• _DIRECTIONS FOR THIS TASK_
Your job is to restate each entry word for word.

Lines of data

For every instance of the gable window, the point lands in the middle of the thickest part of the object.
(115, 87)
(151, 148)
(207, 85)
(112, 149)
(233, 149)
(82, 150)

• _PROBLEM SOLUTION_
For every instance of the gable window, the point lands in the middle of the thickest part of the object.
(115, 87)
(151, 148)
(207, 85)
(112, 149)
(233, 149)
(82, 150)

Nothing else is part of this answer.